Problem details:
An identical copy of all records below is to be written out.

Exercise material:
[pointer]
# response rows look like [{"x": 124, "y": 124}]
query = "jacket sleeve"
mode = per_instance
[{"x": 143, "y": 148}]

Answer section:
[pointer]
# response rows look like [{"x": 124, "y": 124}]
query = "jacket sleeve"
mode = per_instance
[{"x": 143, "y": 148}]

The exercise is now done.